===== RECORDED INFORMATION
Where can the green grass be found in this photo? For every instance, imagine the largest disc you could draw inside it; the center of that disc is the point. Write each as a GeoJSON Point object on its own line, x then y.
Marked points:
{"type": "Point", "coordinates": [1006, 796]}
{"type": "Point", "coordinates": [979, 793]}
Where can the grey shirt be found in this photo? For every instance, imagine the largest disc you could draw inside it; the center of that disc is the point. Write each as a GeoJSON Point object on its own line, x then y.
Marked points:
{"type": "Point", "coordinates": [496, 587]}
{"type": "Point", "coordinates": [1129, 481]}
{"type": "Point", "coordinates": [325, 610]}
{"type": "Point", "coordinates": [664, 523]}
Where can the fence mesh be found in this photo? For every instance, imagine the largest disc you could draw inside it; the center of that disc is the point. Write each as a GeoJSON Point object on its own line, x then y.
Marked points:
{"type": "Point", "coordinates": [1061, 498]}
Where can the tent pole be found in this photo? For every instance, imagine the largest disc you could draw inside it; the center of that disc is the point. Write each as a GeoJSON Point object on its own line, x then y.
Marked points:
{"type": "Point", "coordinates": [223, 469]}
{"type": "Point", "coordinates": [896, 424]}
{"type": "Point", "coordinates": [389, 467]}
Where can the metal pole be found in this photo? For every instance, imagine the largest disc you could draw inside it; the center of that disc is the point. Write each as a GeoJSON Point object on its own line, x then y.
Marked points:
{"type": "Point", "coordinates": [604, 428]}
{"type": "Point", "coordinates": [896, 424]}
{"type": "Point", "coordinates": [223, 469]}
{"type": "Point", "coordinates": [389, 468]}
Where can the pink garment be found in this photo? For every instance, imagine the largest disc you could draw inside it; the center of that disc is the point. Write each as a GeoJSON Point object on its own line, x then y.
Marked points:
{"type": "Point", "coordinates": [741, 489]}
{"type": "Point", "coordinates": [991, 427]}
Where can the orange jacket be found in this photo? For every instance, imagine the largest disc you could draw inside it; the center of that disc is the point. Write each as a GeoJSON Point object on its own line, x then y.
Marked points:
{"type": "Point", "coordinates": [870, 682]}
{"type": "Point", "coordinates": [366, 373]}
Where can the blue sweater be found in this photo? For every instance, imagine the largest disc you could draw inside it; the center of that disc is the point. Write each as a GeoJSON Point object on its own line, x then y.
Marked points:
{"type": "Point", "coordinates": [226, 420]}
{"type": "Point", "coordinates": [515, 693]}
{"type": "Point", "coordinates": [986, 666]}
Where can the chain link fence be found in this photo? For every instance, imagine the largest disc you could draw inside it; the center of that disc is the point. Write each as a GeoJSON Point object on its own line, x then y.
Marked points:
==========
DO THIS:
Rescale the entries from the line containing "Where can the orange" through the end of the entries, both ends included, and give all of those lines again with the requests unchanged. Multiply every point coordinate in the answers by 1.6 and round to whole numbers, with halves rounded up.

THE RESULT:
Where can the orange jacket be found in this photo? For every instance, imagine the largest disc you could draw inside it; the center of that disc is the point. Write each as a GeoJSON Point object on its own line, x then y.
Marked points:
{"type": "Point", "coordinates": [1392, 1091]}
{"type": "Point", "coordinates": [586, 597]}
Where can the blue sweater be found in this photo? For every instance, imagine the largest disc you could draw inside it; the center of that disc is the point. Write each as a GeoJSON Point object on its own line, x then y.
Marked points:
{"type": "Point", "coordinates": [362, 672]}
{"type": "Point", "coordinates": [824, 1109]}
{"type": "Point", "coordinates": [1578, 1066]}
Where can the chain link fence be found in this photo? For every instance, imagine the largest disc you could draw inside it; the center of that disc is the point. Write each as a GeoJSON Point object on its own line, x then y.
Marked points:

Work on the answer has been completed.